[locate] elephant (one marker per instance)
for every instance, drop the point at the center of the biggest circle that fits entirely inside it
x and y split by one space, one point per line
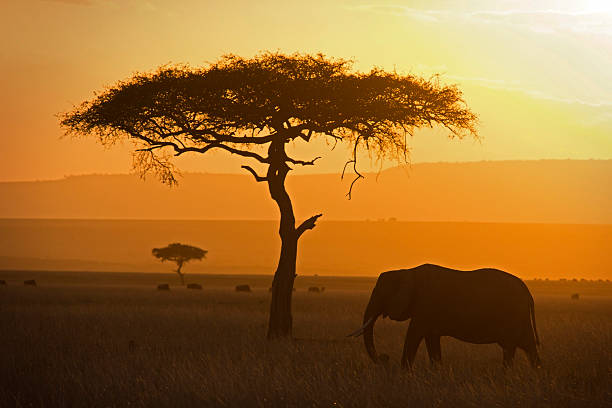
480 306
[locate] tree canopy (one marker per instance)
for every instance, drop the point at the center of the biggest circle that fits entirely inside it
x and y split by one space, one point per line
253 108
179 253
240 105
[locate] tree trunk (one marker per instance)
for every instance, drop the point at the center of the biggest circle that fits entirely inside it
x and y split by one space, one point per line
281 322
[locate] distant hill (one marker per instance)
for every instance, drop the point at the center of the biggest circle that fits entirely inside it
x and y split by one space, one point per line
547 191
332 248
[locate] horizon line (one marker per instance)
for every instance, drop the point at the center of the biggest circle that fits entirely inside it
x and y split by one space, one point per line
237 173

→ Description of the task
Above are the entries; copy out every line among them that contains the word "locate".

→ Response area
[locate] elephant (one marker per instance)
[locate] tree canopy (one marker per instance)
[locate] tree trunk (one marker per instance)
[locate] distant hill (one marker per instance)
[locate] horizon line (one marker per instance)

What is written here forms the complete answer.